Pointing records
# # # # # # #
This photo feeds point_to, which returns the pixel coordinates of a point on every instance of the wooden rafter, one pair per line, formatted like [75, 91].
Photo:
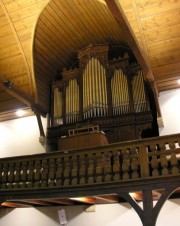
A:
[117, 12]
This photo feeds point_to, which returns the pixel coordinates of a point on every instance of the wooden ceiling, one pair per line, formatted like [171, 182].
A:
[38, 38]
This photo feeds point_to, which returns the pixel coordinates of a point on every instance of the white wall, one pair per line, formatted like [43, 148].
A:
[16, 133]
[170, 108]
[20, 137]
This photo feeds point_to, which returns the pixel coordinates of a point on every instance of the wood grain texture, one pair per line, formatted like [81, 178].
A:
[38, 38]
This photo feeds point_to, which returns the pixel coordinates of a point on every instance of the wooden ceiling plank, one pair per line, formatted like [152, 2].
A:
[13, 204]
[47, 53]
[117, 12]
[65, 14]
[62, 201]
[51, 45]
[158, 8]
[58, 34]
[102, 14]
[26, 12]
[24, 23]
[162, 34]
[19, 4]
[161, 21]
[91, 21]
[164, 46]
[165, 58]
[44, 30]
[87, 200]
[79, 21]
[108, 198]
[51, 49]
[166, 70]
[59, 26]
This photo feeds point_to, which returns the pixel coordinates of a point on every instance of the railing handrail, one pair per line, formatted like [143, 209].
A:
[146, 158]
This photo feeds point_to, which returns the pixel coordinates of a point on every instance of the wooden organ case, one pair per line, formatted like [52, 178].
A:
[104, 91]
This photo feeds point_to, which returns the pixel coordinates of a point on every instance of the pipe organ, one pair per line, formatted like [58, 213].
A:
[94, 90]
[103, 90]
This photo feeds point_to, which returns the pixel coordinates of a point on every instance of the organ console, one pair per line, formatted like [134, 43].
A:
[102, 90]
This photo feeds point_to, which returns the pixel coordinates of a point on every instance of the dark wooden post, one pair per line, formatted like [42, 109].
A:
[144, 161]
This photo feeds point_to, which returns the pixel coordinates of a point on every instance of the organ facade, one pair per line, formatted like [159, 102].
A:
[103, 88]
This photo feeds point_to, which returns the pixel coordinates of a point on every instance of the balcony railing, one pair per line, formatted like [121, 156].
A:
[127, 161]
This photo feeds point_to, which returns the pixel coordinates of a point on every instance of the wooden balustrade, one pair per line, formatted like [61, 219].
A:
[127, 161]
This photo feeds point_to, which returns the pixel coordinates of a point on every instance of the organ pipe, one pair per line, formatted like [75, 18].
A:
[57, 104]
[72, 101]
[94, 89]
[120, 97]
[139, 96]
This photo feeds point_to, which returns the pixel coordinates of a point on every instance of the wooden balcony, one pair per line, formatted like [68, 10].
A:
[141, 169]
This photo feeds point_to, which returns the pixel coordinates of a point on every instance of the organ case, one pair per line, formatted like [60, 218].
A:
[101, 90]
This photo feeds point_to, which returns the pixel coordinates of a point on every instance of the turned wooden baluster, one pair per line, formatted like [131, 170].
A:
[163, 159]
[134, 162]
[1, 167]
[173, 159]
[116, 163]
[74, 171]
[4, 175]
[107, 169]
[17, 173]
[67, 170]
[30, 174]
[59, 171]
[37, 174]
[83, 168]
[44, 173]
[23, 175]
[91, 168]
[154, 161]
[125, 164]
[10, 175]
[52, 170]
[99, 170]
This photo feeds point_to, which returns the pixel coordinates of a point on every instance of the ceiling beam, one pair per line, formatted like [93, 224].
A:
[117, 11]
[9, 87]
# # # # # # #
▶ WHAT YOU ARE ASKED TO DO
Please arrange all of the material above as a two-column CSV with the columns text and points, each row pairing one piece of text with the coordinates given for it. Put every field in quotes, turn line breaks into spaces, and leave the pictures out.

▶ EXPECTED OUTPUT
text,points
"This photo feeds point_to, which returns the pixel coordinates of a point on every instance of the wooden rafter, one pair per line, formatted like [75, 91]. Photo: A:","[117, 12]"
"This photo feeds point_to, which returns the pixel coordinates of a point on every instance of the wooden ceiling, one pair per line, formatted like [171, 182]. A:","[38, 38]"
"This photo feeds point_to, which returns the pixel coordinates of a point on every instance of the white wall, one pair per line, formatted like [43, 148]. A:","[16, 133] [170, 108] [20, 137]"
"This photo feeds point_to, which returns the pixel coordinates of a point on every instance of the wood grain texture, one pair per line, formatted like [81, 178]. A:","[38, 38]"
"This photo feeds point_to, which returns the pixel coordinates of a point on every instance of the wooden ceiling plank, one pair per line, formatted like [152, 2]. A:","[13, 204] [47, 53] [117, 12] [65, 14] [62, 201] [51, 45] [158, 8] [58, 34] [102, 14] [26, 12] [24, 23] [162, 34] [19, 4] [161, 21] [91, 21] [164, 46] [165, 58] [44, 30] [87, 200] [79, 21] [108, 198] [51, 49] [166, 70] [59, 26]"
"This photo feeds point_to, which returns the pixel coordinates of a point on every instance of the railing handrail, one pair per line, formatted like [143, 209]. A:","[146, 158]"
"This photo feeds point_to, which returns the pixel coordinates of a point on every instance of the wooden organ case, one pair per line, formatted like [52, 178]. A:","[104, 91]"
"This photo feeds point_to, which returns the pixel coordinates of a point on every instance of the pipe organ, one pair per line, formatted like [58, 213]. A:","[94, 90] [103, 90]"
"This photo feeds point_to, which returns the pixel coordinates of a point on every instance of the organ console, one pair per line, formatted like [134, 43]. A:","[102, 90]"
"This photo feeds point_to, which returns the pixel coordinates of a point on every instance of the dark wooden post, one pair per line, formatted like [42, 109]. A:","[144, 161]"
"This photo feeds point_to, which returns the pixel coordinates of a point on every instance of the organ facade, one pair per line, formatted like [159, 102]. A:","[103, 88]"
"This photo feeds point_to, which returns the pixel coordinates of a point on every instance of the balcony railing, one pair per line, formatted like [121, 156]. A:","[127, 161]"
"This photo feeds point_to, which returns the pixel coordinates of a point on every instance of the wooden balustrade, one pair per line, formatted like [61, 219]. A:","[127, 161]"
"This photo feeds point_to, which returns the pixel coordinates of a point on every instance of the organ pipe, one pair per line, formatted like [75, 18]. A:","[57, 104] [72, 101] [94, 89] [120, 97] [139, 96]"
"This photo feeds point_to, which returns the pixel coordinates of a point on every instance of the wooden balcony, one pair per line, formatted like [68, 10]. A:","[141, 169]"
"This photo feeds point_to, which returns the pixel coordinates of a point on every instance of the organ case, one pair per line, formatted like [60, 218]. A:","[101, 90]"
"This photo feeds point_to, which returns the pixel coordinates of a point on every instance of the turned wooden baluster, one pair per line, formatted like [131, 170]. A:","[163, 159] [134, 162] [1, 167] [173, 159] [116, 163] [74, 171] [4, 175] [107, 169] [17, 173] [67, 170] [30, 174] [59, 171] [37, 174] [83, 168] [44, 173] [23, 175] [91, 168] [154, 161] [125, 164] [10, 175] [52, 170] [99, 170]"
"This photo feeds point_to, which returns the pixel coordinates of a point on every instance of the ceiling beam, one pair per line, formatted like [93, 224]. A:","[117, 11] [9, 87]"